The required output consists solely of the lines from the line containing "of the floor" through the end of the records, copied exactly.

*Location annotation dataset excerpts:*
------------------------------

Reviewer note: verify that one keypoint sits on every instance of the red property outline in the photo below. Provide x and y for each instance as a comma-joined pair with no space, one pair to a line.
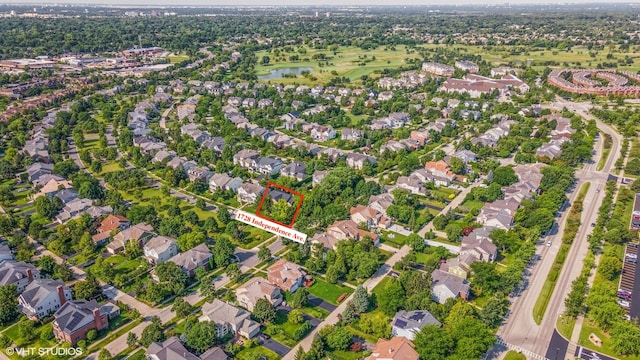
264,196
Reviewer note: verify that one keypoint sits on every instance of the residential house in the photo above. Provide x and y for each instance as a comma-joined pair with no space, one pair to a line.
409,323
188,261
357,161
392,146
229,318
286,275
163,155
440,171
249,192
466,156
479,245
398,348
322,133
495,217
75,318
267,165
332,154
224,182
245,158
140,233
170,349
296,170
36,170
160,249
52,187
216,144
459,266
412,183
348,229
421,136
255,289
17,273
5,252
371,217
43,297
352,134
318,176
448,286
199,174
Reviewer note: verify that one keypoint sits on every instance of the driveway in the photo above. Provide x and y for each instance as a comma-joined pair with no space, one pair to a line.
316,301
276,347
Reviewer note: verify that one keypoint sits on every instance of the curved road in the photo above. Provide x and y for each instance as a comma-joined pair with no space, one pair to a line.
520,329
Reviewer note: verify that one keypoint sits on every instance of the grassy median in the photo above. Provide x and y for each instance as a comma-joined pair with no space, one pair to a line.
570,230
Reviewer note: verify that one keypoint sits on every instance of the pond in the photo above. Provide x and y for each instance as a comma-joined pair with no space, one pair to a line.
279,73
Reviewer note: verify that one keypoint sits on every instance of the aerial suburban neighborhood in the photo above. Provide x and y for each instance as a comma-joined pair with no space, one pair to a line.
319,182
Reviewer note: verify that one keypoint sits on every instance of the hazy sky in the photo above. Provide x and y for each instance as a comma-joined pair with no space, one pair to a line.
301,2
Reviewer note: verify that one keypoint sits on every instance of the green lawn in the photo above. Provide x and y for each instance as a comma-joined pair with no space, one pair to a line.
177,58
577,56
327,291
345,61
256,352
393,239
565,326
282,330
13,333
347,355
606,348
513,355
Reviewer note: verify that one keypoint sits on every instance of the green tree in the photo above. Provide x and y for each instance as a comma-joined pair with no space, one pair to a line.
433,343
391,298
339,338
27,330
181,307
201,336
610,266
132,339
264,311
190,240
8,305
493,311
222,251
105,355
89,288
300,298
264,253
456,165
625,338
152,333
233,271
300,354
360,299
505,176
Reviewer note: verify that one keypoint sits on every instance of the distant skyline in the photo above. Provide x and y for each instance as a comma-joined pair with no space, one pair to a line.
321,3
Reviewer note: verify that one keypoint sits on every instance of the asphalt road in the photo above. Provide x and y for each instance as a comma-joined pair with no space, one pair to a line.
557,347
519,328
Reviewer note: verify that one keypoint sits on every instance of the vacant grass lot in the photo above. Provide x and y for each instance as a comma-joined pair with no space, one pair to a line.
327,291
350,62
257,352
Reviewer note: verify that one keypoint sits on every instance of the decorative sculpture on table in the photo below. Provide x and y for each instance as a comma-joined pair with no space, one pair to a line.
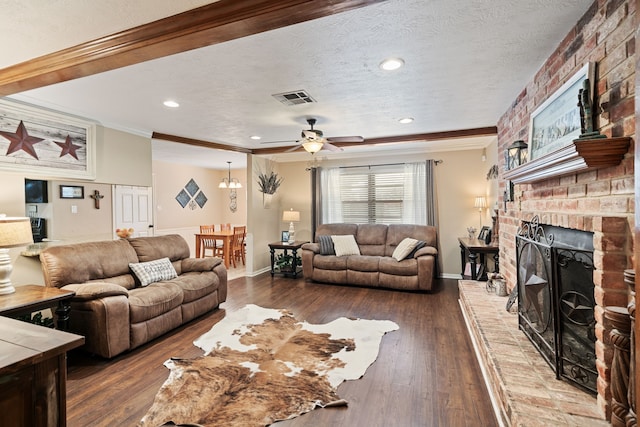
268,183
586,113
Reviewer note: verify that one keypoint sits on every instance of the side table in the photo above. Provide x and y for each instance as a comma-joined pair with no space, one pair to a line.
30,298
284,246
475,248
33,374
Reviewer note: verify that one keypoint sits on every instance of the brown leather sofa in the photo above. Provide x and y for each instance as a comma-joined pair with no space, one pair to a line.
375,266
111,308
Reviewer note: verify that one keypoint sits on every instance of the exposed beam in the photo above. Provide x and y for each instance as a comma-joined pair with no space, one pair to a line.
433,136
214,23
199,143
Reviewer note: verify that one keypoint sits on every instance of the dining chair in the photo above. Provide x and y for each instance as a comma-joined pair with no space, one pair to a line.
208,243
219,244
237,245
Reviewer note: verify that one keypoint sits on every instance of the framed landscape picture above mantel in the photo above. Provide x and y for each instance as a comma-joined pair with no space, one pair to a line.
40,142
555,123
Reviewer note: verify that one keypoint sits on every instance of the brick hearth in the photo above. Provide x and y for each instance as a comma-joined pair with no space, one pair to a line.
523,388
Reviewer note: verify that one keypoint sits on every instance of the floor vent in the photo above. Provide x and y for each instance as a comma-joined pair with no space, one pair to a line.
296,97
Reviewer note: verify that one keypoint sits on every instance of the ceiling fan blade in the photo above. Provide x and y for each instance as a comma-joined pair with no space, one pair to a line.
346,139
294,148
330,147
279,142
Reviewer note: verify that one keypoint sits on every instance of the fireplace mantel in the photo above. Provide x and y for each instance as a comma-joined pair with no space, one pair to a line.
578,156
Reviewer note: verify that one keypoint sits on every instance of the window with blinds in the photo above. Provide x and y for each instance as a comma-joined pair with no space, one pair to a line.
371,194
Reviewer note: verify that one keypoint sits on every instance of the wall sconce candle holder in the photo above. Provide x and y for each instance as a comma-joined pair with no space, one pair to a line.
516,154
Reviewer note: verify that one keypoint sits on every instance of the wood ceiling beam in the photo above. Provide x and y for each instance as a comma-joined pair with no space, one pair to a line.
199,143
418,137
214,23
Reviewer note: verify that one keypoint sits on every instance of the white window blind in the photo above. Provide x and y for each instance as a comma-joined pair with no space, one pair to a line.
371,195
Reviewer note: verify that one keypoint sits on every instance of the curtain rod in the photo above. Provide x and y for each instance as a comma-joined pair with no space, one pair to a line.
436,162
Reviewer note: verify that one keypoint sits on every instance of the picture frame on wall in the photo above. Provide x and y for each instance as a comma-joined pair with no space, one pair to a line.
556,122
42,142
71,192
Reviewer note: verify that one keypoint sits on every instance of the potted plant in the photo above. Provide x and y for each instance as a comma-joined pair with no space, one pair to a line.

------------------------------

*Solution:*
Reviewer note: verify that one keypoint sits on every instance of the floor vent in the photo above. Provide x and y for each instance as a comma-joined pair with no space, one pair to a line.
296,97
Reviewer note: verify that one keypoint sits on every instance of the ceiling fan blade in the photo above. Provide x and y for each instance as a comma-joined pair with no space, one pair to a line.
346,139
294,148
330,147
279,142
Reviewer note: verify that one keypoint sits on every instance of the fireplace mantel in the photo above. Provide x and y for each instance as a comma-joined pair with no space, one pair to a line.
578,156
Reviewer note: verify that one keypoint sits on every instance of the window with blinds in the photo above. Provide x and y for each instance as a comma-joined pair with no space, one pair to a line.
371,194
Reviewer note: verify that one keypoint sits on every instance of the wall sconce candle holder in the photo above. Provide x and y for each instance as a comma-joined pair with no space, one pair to a line.
516,154
Reviewer note: verify that one keypoint sits on every instance of the wood ceiling beam in the photo above. Provide x and y for each instance as a comma-joined pair with no space, one pair to a line.
199,143
418,137
214,23
Reviewer note: verify that one keypoint sits on every instance of the white window blind in the photo above. Provide x and y for each instance as a comma-joined pair with no space, one pair to a line.
371,195
Reviewer note: verify that one keypoint sits on every instance of the curtain rod in the photo above. Provide x and y for each instance as a comma-joined pair with no space, one pair to a line.
436,162
Reviewer note: verify that one keypoint sits on every instance of the picture frame on wall in the photo above. Provide x and y for each instance as a comma-joined pair with no space, one pair to a line.
556,122
42,142
71,192
Reviewer note: verify that one keypoint sits on every instance of the potted plant in the photo above. Provide x and y for each instance as a comma-joined pair with no space, one pair to a line.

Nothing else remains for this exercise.